*** SOURCE DATA Section Begins ***

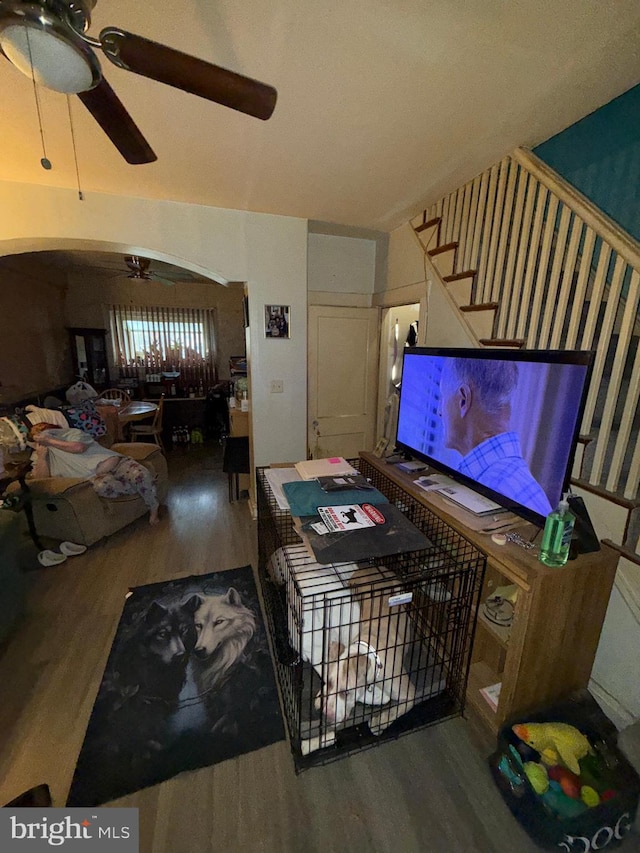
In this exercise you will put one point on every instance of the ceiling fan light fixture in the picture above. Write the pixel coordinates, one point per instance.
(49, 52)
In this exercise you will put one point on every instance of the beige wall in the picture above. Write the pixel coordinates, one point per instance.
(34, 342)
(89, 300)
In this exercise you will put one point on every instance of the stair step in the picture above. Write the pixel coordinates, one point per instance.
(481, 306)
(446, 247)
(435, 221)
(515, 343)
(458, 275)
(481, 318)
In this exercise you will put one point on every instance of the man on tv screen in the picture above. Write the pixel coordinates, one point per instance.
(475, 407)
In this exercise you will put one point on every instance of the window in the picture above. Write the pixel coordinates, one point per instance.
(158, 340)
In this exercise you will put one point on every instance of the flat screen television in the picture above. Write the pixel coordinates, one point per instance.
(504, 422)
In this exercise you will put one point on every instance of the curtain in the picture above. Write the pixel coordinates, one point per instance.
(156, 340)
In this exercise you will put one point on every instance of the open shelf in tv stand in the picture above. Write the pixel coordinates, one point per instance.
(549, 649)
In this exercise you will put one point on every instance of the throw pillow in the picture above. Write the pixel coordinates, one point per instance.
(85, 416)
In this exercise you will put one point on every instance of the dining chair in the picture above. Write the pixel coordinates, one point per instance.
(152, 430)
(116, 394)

*** SOURCE DATA Section Ends ***

The required output is every line from the one that holds "of the flat" through the last line of the listing above, retyped exactly and with nothing else.

In this exercise you will put one point on every instance of the flat screen television in the picture above. Write the pixel coordinates, one point per instance.
(504, 422)
In this exercise you will put one point on every instance of the curtain in the picture above. Write the pixel coordinates, one point per instance.
(156, 340)
In this exercise you will put one point on every instance of the open shelf in tv stand in the picture above. Write the pixel coordinates, one point per instance.
(549, 649)
In this exercise you will put one point on every instance of the throw pillow in the picture above. Write the pixel coordinates, one point per instance.
(85, 416)
In this exercise you will put one point on every instance of the dining chair in the picture above. Write the pixel coordinates, one point per instance.
(152, 430)
(116, 394)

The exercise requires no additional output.